**Task statement**:
Your task is to return the data below, word for word.

(Region pointing data)
......

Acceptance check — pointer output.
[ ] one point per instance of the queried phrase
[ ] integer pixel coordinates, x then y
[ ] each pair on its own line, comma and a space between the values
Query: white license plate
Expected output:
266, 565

......

**Expected output**:
Acceptance check — pointer output.
[ ] one point per instance of the queried phrase
[ ] integer pixel coordinates, x then y
[ ] each pair on its own line, comma and a space between the values
Query: white license plate
Expected output:
266, 565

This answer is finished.